■ **What to do**
Output, word for word, the span of lines that starts at the one containing "hey so can you spot the orange carrot" and ends at the last line of the records.

■ **Data excerpts**

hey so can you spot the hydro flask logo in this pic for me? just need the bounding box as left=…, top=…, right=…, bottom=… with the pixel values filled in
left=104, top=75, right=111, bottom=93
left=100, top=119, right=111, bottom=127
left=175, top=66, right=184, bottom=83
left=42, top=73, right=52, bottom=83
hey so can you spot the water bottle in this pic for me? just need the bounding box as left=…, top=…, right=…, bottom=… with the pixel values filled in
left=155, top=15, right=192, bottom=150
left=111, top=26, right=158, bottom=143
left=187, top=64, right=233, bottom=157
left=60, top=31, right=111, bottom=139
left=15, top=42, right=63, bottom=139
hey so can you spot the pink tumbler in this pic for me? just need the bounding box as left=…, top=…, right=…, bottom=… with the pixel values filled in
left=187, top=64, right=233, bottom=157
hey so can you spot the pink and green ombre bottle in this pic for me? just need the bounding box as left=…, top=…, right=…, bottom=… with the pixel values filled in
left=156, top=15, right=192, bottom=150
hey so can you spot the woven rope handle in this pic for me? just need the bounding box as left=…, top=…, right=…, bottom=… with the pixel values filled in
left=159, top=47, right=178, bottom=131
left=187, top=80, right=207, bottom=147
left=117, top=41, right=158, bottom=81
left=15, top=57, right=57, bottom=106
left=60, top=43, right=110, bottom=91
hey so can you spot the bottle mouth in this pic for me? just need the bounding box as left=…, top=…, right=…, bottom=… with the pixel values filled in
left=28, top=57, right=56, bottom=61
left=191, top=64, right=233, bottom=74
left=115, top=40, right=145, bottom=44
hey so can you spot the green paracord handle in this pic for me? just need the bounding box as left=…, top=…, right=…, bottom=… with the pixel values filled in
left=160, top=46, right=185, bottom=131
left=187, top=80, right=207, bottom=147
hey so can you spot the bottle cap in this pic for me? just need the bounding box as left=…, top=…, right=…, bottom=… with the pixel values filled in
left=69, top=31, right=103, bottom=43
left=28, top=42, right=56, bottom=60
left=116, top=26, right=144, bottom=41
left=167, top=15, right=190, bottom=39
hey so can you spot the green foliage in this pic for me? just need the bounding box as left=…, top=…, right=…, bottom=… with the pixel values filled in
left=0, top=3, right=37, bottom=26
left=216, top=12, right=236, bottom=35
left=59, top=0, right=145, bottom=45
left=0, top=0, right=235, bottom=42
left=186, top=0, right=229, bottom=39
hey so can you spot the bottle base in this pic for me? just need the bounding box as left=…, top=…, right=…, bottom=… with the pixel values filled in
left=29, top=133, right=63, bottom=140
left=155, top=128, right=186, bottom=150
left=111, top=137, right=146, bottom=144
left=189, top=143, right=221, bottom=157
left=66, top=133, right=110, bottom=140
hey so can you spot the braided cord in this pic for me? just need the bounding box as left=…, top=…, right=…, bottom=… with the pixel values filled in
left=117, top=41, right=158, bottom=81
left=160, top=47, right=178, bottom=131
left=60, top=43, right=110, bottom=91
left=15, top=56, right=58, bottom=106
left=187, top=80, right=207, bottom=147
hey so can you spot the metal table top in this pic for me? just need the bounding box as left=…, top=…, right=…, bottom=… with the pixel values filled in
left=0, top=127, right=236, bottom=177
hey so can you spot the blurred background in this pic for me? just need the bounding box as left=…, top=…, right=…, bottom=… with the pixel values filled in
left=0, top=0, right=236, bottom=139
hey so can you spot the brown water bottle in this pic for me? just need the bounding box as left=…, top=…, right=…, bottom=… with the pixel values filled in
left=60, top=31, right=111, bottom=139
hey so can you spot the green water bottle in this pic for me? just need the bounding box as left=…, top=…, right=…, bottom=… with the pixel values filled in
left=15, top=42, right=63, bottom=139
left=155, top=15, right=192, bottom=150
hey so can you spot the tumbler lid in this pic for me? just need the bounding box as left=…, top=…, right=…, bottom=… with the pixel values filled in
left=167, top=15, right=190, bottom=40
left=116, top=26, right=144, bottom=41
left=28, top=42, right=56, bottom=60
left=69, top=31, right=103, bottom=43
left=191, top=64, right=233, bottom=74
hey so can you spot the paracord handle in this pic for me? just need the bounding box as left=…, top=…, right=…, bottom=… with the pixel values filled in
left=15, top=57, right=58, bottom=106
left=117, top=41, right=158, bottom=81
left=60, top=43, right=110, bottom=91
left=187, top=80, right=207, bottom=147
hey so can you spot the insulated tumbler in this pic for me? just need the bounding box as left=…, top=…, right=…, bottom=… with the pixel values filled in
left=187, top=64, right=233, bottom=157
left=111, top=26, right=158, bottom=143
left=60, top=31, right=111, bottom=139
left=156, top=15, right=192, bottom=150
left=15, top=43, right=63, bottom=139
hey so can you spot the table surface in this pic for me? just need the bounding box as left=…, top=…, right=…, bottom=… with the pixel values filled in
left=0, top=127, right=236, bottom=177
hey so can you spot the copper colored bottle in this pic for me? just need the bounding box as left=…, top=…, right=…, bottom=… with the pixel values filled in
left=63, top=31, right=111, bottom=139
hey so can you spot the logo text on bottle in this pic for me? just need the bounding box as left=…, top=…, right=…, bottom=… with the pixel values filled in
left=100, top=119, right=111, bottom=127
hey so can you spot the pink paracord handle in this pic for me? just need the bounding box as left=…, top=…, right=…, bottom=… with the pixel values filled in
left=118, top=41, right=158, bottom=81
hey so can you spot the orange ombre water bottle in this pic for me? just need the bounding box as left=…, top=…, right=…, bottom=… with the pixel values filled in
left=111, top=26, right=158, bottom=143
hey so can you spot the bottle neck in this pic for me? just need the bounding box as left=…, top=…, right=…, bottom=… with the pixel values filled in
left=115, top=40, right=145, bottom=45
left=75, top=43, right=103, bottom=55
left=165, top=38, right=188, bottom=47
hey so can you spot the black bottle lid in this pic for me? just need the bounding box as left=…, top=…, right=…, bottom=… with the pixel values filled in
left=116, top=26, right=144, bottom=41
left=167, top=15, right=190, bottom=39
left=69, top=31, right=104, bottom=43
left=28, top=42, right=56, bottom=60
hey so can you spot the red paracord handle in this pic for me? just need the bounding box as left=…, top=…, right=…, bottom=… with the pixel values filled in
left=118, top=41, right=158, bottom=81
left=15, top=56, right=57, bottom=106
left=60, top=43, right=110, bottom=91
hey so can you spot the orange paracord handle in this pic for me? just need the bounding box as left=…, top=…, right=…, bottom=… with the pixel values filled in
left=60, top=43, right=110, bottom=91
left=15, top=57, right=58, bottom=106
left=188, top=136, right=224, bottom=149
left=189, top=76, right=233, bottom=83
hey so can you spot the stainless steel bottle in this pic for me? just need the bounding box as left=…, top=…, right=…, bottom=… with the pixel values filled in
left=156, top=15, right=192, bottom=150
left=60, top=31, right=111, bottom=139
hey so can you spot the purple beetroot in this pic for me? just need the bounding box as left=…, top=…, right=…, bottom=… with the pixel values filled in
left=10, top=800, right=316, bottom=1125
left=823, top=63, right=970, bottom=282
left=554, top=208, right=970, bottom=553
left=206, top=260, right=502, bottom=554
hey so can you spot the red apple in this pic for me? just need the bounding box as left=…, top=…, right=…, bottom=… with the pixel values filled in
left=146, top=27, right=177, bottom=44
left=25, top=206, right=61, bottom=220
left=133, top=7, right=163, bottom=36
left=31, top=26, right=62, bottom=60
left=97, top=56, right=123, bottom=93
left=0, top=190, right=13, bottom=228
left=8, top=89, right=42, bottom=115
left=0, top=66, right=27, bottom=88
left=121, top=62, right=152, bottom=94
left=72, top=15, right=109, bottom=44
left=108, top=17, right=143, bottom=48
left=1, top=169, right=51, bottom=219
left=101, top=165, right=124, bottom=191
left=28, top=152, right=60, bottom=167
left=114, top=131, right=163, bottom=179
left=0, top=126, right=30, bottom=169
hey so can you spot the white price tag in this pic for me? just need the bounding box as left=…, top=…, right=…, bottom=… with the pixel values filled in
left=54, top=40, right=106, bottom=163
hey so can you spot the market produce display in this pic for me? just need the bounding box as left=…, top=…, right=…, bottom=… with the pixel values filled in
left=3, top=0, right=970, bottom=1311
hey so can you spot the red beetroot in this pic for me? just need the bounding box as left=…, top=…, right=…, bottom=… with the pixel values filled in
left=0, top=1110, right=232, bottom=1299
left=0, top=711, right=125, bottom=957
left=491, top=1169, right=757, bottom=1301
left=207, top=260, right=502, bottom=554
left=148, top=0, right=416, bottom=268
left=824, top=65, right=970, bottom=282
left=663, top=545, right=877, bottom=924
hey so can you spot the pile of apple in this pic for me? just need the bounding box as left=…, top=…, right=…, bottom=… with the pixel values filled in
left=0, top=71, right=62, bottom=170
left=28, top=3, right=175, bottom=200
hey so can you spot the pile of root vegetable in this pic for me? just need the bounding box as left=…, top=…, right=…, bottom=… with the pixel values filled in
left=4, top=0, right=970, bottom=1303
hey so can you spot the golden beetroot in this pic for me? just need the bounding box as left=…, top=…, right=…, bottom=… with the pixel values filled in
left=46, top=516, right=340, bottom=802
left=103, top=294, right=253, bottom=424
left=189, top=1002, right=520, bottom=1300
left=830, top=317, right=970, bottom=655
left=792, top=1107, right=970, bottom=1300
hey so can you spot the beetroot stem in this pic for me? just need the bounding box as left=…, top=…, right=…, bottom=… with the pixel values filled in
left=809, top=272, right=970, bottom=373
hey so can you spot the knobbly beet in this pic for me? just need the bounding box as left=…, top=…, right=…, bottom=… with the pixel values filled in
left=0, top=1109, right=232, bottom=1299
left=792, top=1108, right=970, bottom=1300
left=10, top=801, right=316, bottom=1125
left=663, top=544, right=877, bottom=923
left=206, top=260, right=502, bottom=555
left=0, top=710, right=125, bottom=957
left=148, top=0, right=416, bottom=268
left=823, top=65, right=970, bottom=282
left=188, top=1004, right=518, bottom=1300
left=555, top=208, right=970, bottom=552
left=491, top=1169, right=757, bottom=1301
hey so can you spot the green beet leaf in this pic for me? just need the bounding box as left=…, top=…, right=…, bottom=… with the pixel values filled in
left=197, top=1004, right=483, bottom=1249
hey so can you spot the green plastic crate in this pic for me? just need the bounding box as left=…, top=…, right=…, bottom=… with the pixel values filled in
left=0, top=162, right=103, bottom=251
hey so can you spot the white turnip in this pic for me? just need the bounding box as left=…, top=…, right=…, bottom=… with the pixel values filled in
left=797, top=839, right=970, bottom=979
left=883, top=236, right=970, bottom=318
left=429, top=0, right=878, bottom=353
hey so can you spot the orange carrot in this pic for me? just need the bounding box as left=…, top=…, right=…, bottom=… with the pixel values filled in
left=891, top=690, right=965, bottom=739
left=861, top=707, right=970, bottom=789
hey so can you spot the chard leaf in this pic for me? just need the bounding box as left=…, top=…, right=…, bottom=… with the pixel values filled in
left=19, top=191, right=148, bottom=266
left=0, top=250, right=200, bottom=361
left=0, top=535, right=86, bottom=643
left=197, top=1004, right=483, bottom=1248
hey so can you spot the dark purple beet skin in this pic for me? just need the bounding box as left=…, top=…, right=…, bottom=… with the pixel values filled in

■ **Completed task**
hey so can you spot the orange carrot in this pic for me? just need the bounding box as left=…, top=…, right=…, bottom=… with the pixel values filled in
left=891, top=690, right=965, bottom=739
left=861, top=707, right=970, bottom=789
hey so can you spot the chard leaf in this pic for me? just need the bounding box as left=…, top=…, right=…, bottom=… with the pixel values filled in
left=19, top=191, right=148, bottom=266
left=0, top=250, right=200, bottom=361
left=0, top=535, right=86, bottom=643
left=197, top=1004, right=483, bottom=1248
hey so can you spot the dark purple beet skin in this pic for me? just need the bounding box as left=…, top=…, right=…, bottom=… with the pixel values filled in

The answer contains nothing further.